Short task: Count the lines in the items below that contain the string "wooden", treating uppercase and lowercase as different. Reply with the number alone.

>> Start Given records

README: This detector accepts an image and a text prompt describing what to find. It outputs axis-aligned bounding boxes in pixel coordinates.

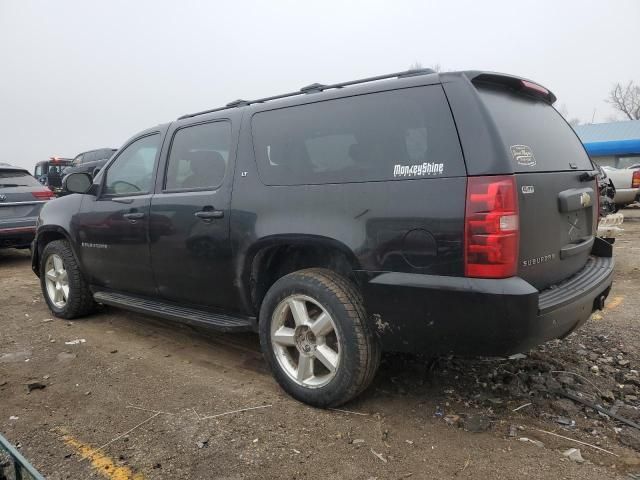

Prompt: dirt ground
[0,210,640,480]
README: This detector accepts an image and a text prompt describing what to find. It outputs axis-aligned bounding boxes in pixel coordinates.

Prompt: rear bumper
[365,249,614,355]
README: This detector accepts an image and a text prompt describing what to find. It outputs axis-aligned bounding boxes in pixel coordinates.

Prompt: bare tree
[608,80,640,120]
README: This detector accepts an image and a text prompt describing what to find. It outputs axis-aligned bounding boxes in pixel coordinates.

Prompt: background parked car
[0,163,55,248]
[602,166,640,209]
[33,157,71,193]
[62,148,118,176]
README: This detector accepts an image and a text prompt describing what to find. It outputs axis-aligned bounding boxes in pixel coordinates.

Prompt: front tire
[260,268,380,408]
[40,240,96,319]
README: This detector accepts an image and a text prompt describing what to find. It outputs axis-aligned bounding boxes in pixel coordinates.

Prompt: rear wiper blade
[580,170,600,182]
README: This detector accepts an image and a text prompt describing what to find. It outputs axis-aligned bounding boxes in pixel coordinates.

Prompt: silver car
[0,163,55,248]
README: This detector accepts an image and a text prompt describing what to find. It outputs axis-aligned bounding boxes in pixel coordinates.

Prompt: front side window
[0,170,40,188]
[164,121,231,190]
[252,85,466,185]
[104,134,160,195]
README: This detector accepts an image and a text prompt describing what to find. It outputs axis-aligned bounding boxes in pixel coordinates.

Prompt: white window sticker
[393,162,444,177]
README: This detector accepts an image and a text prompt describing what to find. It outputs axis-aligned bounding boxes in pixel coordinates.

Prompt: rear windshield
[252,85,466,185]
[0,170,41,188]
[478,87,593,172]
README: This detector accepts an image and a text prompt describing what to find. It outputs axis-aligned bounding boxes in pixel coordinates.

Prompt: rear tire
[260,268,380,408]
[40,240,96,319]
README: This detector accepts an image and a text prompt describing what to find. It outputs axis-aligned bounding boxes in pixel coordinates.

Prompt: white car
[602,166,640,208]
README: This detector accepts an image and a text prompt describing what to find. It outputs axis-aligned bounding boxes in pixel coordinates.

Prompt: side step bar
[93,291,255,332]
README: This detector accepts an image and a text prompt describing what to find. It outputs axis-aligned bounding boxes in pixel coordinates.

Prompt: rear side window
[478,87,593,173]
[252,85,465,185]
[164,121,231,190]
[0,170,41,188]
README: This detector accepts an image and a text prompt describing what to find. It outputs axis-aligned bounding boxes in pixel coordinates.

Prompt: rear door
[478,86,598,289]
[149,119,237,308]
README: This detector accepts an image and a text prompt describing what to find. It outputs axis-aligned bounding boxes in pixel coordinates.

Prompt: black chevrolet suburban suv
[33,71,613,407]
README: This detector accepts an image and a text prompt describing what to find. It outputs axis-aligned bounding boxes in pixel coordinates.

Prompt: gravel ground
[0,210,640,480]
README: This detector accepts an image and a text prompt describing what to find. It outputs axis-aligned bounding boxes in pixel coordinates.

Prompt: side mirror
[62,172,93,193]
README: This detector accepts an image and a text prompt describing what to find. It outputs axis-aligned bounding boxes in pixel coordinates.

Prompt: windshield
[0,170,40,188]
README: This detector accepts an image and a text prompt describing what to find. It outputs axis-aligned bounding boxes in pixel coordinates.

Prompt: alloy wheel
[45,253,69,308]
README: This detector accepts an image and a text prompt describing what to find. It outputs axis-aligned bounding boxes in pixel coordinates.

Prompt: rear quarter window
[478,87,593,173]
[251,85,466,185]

>> End Given records
>> Start Given records

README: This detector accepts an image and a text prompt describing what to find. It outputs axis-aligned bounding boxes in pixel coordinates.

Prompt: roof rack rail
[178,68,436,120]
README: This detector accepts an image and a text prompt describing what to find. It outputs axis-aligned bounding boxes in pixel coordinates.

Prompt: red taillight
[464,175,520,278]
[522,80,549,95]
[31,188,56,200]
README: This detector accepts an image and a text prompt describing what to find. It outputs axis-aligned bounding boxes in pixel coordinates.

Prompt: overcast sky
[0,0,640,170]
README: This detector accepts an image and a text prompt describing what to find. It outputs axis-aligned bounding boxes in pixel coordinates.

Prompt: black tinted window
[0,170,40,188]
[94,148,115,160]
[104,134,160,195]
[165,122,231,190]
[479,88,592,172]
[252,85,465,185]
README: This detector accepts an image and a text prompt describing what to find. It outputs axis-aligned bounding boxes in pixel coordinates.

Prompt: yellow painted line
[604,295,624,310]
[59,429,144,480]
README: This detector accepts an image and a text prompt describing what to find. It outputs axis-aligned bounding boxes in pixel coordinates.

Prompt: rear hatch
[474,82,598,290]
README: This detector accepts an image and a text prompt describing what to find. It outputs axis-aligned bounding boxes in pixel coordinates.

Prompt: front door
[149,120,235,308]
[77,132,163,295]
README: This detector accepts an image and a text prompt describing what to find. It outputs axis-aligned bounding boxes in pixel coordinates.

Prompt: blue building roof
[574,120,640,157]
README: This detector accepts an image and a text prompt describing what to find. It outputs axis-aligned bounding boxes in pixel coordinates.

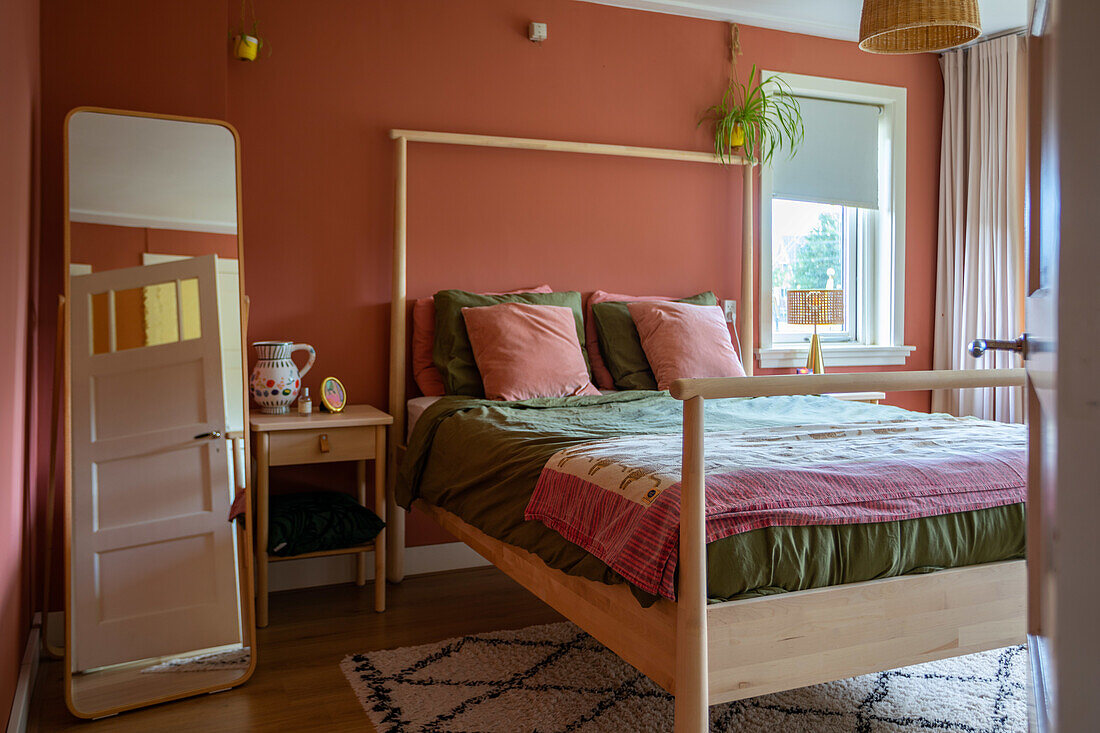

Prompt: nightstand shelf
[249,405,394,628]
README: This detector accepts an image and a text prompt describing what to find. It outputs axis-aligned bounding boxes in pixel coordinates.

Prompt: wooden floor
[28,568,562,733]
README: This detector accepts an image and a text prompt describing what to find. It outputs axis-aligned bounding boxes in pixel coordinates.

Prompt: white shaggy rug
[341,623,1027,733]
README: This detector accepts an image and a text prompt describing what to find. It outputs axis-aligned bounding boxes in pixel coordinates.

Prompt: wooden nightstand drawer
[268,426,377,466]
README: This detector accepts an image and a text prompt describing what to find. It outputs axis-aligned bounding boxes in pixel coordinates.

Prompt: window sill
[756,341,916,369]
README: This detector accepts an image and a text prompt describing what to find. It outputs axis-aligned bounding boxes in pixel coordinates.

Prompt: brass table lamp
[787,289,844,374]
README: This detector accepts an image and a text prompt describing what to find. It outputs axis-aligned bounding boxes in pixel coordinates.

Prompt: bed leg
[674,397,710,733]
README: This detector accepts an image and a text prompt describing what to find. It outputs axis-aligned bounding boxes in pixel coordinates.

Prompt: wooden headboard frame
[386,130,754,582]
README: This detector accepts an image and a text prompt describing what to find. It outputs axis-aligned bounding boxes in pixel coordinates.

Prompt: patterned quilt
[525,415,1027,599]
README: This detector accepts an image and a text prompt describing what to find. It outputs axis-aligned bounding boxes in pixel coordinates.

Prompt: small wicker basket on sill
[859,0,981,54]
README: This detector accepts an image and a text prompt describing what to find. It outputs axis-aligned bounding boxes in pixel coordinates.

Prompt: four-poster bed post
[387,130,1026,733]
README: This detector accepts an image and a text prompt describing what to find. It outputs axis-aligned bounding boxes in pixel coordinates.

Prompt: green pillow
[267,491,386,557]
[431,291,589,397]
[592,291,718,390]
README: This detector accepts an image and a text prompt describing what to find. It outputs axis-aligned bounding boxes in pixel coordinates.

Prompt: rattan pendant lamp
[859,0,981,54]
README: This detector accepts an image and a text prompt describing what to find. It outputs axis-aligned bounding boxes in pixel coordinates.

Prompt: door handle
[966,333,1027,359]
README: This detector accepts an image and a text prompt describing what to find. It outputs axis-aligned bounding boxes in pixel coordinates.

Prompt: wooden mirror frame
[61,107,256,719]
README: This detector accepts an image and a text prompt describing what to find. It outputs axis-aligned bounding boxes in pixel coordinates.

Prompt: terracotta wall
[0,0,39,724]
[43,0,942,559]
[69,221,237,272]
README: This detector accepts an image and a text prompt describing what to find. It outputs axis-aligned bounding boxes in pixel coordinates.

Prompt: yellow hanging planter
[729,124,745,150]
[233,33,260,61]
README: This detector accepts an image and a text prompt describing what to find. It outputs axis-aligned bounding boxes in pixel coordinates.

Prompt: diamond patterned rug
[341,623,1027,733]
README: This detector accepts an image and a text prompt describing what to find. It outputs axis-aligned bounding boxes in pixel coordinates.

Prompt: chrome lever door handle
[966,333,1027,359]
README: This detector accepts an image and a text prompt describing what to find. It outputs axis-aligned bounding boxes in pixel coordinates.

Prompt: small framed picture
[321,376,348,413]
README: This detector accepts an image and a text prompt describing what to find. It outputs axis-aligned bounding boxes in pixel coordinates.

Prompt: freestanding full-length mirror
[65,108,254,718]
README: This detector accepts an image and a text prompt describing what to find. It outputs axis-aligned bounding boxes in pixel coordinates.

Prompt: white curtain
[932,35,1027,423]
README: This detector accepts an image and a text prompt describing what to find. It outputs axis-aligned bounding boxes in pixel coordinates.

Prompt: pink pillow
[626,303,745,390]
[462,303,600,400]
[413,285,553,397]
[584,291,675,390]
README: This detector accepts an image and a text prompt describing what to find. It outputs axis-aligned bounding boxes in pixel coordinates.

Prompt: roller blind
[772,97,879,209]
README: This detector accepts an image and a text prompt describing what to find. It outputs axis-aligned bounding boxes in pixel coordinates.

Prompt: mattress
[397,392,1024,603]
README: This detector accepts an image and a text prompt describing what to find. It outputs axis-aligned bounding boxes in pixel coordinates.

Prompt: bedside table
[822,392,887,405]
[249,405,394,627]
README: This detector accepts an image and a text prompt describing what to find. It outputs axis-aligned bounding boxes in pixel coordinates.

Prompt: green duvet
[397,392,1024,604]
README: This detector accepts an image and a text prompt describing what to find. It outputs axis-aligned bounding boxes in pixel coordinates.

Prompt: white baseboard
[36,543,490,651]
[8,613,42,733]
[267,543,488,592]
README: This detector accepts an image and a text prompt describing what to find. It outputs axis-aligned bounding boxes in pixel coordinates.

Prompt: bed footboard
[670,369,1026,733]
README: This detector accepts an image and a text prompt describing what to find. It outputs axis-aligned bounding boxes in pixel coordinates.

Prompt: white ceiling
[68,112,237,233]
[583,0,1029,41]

>> End Given records

Final result: 4